┌─ Material shown
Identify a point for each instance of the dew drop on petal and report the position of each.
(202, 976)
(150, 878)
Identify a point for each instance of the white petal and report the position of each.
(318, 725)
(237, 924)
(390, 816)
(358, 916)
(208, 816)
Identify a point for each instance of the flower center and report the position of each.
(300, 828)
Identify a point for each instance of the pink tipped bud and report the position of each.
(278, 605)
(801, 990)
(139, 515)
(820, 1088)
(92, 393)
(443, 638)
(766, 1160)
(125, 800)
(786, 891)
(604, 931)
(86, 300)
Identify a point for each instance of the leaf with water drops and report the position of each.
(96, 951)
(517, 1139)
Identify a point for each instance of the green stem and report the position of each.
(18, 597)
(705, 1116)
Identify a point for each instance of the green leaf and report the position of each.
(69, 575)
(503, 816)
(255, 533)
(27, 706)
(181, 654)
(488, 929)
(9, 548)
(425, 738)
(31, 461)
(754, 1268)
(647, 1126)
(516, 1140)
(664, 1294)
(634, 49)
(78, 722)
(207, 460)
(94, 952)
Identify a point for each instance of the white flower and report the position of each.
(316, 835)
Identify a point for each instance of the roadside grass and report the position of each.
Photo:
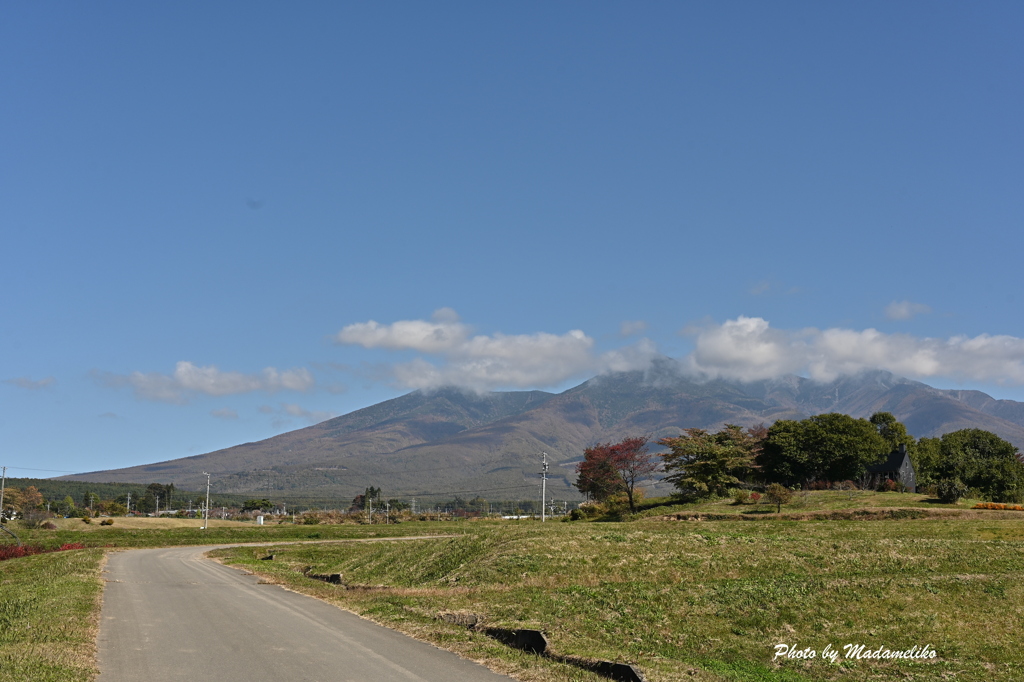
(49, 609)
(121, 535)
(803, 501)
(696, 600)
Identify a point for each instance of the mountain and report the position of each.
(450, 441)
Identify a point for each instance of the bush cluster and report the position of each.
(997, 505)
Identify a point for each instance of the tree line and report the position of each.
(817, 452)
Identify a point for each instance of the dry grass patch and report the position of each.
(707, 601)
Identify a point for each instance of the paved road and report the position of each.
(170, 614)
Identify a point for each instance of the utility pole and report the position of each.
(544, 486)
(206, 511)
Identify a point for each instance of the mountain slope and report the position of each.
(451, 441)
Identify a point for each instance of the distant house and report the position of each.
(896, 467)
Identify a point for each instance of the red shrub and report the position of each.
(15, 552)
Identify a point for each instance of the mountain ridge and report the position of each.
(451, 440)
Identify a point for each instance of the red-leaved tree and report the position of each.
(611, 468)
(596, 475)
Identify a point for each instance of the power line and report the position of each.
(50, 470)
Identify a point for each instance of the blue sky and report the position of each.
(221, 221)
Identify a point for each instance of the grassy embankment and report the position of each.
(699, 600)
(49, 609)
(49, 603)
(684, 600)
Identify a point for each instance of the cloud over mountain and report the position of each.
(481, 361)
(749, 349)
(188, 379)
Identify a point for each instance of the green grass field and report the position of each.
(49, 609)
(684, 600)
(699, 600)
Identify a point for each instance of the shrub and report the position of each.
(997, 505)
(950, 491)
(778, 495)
└─
┌─ Material shown
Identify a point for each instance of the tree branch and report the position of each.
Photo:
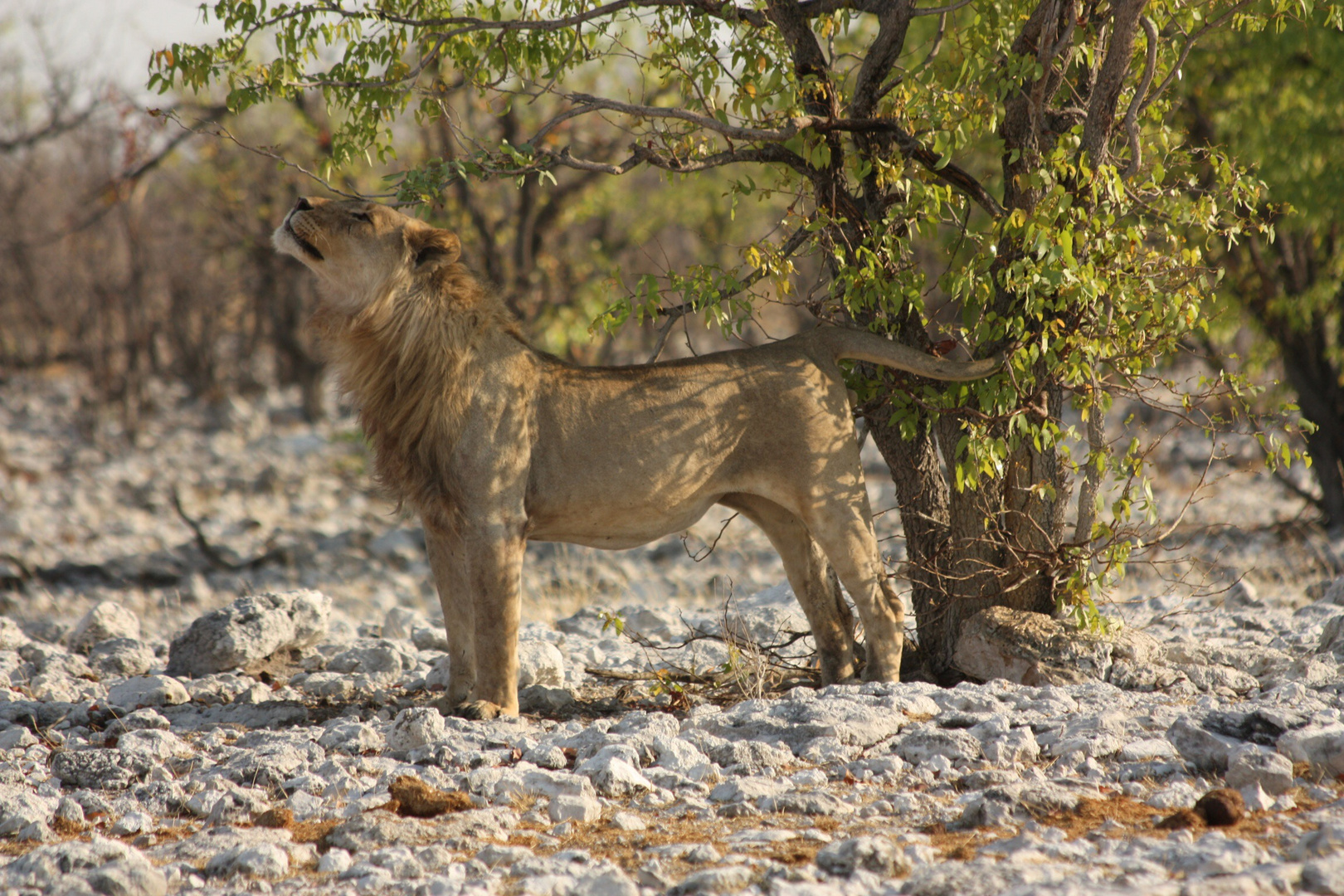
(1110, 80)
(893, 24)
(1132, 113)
└─
== Exercise prompt ==
Arrange the data above as a numbered list, covering the stretch from the line that contains "Identify a point for each instance of the flower" through the line that contains "(705, 1116)", with both of those lines included and any blank lines left out.

== Answer below ==
1. Identify a point for each instance of the flower center and report the position of each.
2. (300, 828)
3. Identify a point for each instance of the pink tipped bud and report the position of each.
4. (278, 605)
5. (801, 990)
6. (139, 515)
7. (820, 1088)
8. (92, 393)
9. (443, 638)
10. (766, 1160)
11. (125, 800)
12. (786, 891)
13. (604, 931)
14. (86, 300)
15. Identify a point for each instance of the leaf with water drops and report the position of each.
16. (96, 951)
17. (517, 1139)
18. Identify a point for each instance of the green stem and report the position of each.
19. (18, 597)
20. (705, 1116)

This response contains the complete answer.